─── The input

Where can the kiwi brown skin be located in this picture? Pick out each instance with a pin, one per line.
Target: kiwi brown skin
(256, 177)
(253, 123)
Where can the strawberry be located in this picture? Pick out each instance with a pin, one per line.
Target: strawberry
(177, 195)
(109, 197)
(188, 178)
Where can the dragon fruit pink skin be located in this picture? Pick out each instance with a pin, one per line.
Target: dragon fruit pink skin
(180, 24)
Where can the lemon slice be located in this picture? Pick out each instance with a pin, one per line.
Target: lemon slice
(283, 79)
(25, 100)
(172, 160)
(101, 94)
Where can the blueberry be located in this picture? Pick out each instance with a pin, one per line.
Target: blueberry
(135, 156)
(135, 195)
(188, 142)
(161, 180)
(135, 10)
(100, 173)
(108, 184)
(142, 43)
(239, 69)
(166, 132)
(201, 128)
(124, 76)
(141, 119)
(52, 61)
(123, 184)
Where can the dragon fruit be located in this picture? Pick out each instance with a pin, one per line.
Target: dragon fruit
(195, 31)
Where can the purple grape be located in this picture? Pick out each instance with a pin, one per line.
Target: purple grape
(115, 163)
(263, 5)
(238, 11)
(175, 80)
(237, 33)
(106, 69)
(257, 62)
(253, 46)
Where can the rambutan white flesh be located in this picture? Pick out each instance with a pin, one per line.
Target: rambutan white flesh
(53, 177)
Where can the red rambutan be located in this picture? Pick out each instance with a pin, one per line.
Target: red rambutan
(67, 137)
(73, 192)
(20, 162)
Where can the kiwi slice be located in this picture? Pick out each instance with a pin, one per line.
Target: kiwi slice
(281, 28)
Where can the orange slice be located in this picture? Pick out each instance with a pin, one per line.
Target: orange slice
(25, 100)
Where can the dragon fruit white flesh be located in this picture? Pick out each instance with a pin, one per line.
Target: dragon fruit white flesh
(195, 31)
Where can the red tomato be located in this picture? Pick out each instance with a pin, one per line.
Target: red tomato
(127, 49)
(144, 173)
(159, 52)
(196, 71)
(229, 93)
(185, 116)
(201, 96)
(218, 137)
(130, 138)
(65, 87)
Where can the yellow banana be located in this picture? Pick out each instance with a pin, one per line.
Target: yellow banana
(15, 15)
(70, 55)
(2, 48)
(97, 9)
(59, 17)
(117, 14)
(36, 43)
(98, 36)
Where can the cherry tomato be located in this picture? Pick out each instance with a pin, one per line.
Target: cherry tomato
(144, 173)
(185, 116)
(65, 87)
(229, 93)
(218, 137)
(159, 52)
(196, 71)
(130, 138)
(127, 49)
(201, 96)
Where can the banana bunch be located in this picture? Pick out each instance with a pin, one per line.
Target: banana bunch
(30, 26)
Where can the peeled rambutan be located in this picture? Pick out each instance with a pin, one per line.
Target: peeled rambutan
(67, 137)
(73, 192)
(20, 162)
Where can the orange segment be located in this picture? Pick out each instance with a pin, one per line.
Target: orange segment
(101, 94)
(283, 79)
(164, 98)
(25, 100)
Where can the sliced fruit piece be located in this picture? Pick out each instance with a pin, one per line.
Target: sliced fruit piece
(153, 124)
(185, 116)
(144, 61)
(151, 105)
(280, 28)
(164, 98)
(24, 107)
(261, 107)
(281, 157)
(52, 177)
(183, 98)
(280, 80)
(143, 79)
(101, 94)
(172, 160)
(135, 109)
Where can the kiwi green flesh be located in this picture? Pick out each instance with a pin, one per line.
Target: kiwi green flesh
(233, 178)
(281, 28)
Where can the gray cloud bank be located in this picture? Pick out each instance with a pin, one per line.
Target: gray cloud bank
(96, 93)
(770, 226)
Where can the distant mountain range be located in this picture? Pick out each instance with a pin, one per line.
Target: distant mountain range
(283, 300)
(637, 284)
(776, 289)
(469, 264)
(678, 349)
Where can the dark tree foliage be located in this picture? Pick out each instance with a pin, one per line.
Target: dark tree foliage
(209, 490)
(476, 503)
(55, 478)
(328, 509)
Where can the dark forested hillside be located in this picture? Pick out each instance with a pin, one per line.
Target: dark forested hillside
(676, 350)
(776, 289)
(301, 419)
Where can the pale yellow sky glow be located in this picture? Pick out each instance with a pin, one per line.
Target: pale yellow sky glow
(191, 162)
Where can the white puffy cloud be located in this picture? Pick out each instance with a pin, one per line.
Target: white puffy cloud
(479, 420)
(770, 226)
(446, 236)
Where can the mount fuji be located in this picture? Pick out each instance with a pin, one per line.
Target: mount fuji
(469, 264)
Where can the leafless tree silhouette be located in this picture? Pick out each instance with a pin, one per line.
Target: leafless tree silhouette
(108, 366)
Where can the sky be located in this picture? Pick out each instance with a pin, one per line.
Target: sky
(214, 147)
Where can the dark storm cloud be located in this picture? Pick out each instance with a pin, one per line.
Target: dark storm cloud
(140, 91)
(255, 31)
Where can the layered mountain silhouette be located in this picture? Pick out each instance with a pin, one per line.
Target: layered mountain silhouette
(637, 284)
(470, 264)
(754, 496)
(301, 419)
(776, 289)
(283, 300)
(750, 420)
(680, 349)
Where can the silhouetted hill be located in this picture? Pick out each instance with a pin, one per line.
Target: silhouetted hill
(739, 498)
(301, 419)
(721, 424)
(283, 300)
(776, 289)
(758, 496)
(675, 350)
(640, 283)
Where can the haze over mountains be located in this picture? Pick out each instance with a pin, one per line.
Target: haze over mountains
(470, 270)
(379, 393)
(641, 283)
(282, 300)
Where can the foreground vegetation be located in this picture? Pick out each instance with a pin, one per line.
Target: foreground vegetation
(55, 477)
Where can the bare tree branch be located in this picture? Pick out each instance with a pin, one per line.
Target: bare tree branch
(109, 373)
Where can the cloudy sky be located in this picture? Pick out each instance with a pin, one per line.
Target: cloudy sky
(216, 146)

──────

Task requirements:
Each entry, exactly as written, should be set down once more.

Worked solution:
Where can the kiwi brown skin be located in this picture? Pick out each instance with a pin, one per line.
Target: kiwi brown skin
(256, 177)
(253, 123)
Where can the strawberry be located in this picture? Pick out each instance with a pin, one per line.
Target: strawberry
(177, 195)
(109, 197)
(188, 178)
Where can the dragon fruit pink skin be located in this picture? Pick out each instance with a pin, one per line.
Target: dragon fruit pink skin
(180, 24)
Where can the lemon slice be located in this picture? Pick out each instance with a pin, one per line.
Target: lemon slice
(283, 79)
(25, 100)
(172, 160)
(101, 94)
Where can the blueberry be located in this picture? Pick out each instance with a pin, one per line.
Target: blueberry
(135, 156)
(135, 195)
(188, 142)
(161, 180)
(135, 10)
(100, 173)
(108, 184)
(142, 43)
(239, 69)
(166, 132)
(201, 128)
(124, 76)
(141, 119)
(52, 61)
(123, 184)
Where can the dragon fruit be located in this picture? Pick out each instance with a pin, one per line.
Target: dragon fruit
(195, 31)
Where can the purple grape be located in this picture? Pick out each instance with a pin, one per line.
Target: purple grape
(115, 163)
(263, 5)
(238, 11)
(175, 80)
(237, 33)
(106, 69)
(257, 62)
(253, 46)
Where can the rambutan white flesh be located in this picture? Pick out each instance with a pin, one per line.
Target: rambutan white flesh
(53, 177)
Where can the red rambutan be located in this picture? Pick out each instance with a pin, one per line.
Target: red rambutan
(67, 137)
(73, 192)
(20, 162)
Where can the kiwi slice be located in this picture? Pick out each instance with a pin, one per line.
Target: kiwi slice
(281, 28)
Where can the orange slice be located in this picture? Pick out each instance with a pin, one per line.
Target: orange slice
(25, 100)
Where can the dragon fruit white flesh be located in this picture? Pick out each instance with a pin, one per line.
Target: dragon fruit white flesh
(195, 31)
Where can the red tomato be located in this picture? Pick out each instance with a pin, one per line.
Target: red tomato
(127, 49)
(144, 173)
(159, 52)
(196, 71)
(229, 93)
(185, 116)
(201, 96)
(218, 137)
(130, 138)
(65, 87)
Where can the yellow banana be located in this picture? Pick out each instance with a pin, one per line.
Target: yellow banana
(15, 15)
(70, 55)
(2, 48)
(97, 9)
(59, 17)
(117, 14)
(36, 43)
(98, 36)
Where can the cherry tomato be located in this picture? Pick out each instance with a pin, one per line.
Target: cherry tomato
(144, 173)
(185, 116)
(65, 87)
(229, 93)
(218, 137)
(159, 52)
(196, 71)
(130, 138)
(127, 49)
(201, 96)
Where can the banana bunch be located in this picture? Pick out each instance with a pin, one per line.
Target: banana bunch
(30, 26)
Where can the peeled rambutan be located in this picture? Pick out each instance with a pin, one per line.
Target: peeled rambutan
(67, 137)
(73, 192)
(20, 162)
Where can the orange segment be located in this picture? Pick out each instance with a pin, one per line.
Target: orange segment
(101, 94)
(283, 79)
(164, 98)
(25, 100)
Where can the sliced fruit piece be located in this picture? Pick out each instance with a pin, one per line.
Target: sliced fruit piece
(153, 124)
(185, 116)
(144, 61)
(151, 105)
(280, 28)
(164, 98)
(24, 107)
(261, 107)
(281, 157)
(52, 177)
(183, 98)
(280, 80)
(143, 79)
(101, 94)
(172, 160)
(135, 109)
Where can the kiwi green flesh be located in this picture? Pick out each instance with a pin, one per line.
Target: kiwi green flesh
(233, 178)
(281, 28)
Where can the gray cloud bank be located in this picture? Pick out each instance with a pin, one per line.
Target: gray cloud bank
(96, 93)
(770, 226)
Where can the distant mountain range be located in this picture? Pick out each instance with a pin, one per line.
Target: distant mountain range
(283, 300)
(637, 284)
(776, 289)
(469, 264)
(678, 349)
Where can the dark tree foliage be located in this picture? Pick out each instance with a pin, one per line.
Target: dark tree foliage
(209, 490)
(476, 503)
(55, 478)
(328, 509)
Where can the dark forested hillside be located in this picture? Pick out each instance with a pin, one per line.
Target: dark forested hillside
(676, 350)
(776, 289)
(301, 419)
Where can the pale yellow sky glow be located in this picture? Pick out each instance with a pin, one per line.
Target: pale yellow sky glow
(191, 162)
Where can the white puffy cloud be located in this picture? Pick out each instance with a pin, one per line.
Target: white puffy cloud
(479, 420)
(770, 226)
(446, 236)
Where can the mount fuji be located in this picture? Pick out each instance with a pin, one per line.
Target: mount fuji
(469, 264)
Where can the leafless tree silhouette be located in this picture? Pick out each instance with a pin, one per line.
Target: leafless tree silhouette
(108, 366)
Where can the sky be located in this picture? Pick out each instance with a pin, one per line.
Target: sky
(214, 147)
Where can the dark storm cloud be located in this picture? Pick out each instance with a pin, one per line.
Target: dark storm cloud
(140, 91)
(255, 31)
Where can the layered mountain silhouette be located in this picture? Pick out each instance with a pin, one per line.
Target: layered mountain silhouette
(637, 284)
(470, 264)
(754, 496)
(301, 419)
(776, 289)
(283, 300)
(750, 420)
(680, 349)
Where can the silhouetted hill be located in this picture? Pick out each instance with a pin, one per line.
Target: silhouetted hill
(739, 498)
(301, 419)
(721, 424)
(283, 300)
(776, 289)
(758, 496)
(675, 350)
(640, 283)
Where can the haze over mountains be located in this picture? Pick out each instance with a pin, one per line.
Target: haze over mountains
(470, 270)
(379, 393)
(641, 283)
(282, 300)
Where can the foreground vegetation be located in this picture? Pick out each instance with a pin, one per line.
Target: foreground vegetation
(55, 477)
Where can the bare tree branch be located in this picture? Pick out each instance with a pin, one per line.
Target: bare tree branch
(109, 373)
Where can the cloudy sky be located in this picture? Pick out each instance with a pin, one per line.
Target: cloudy sky
(216, 146)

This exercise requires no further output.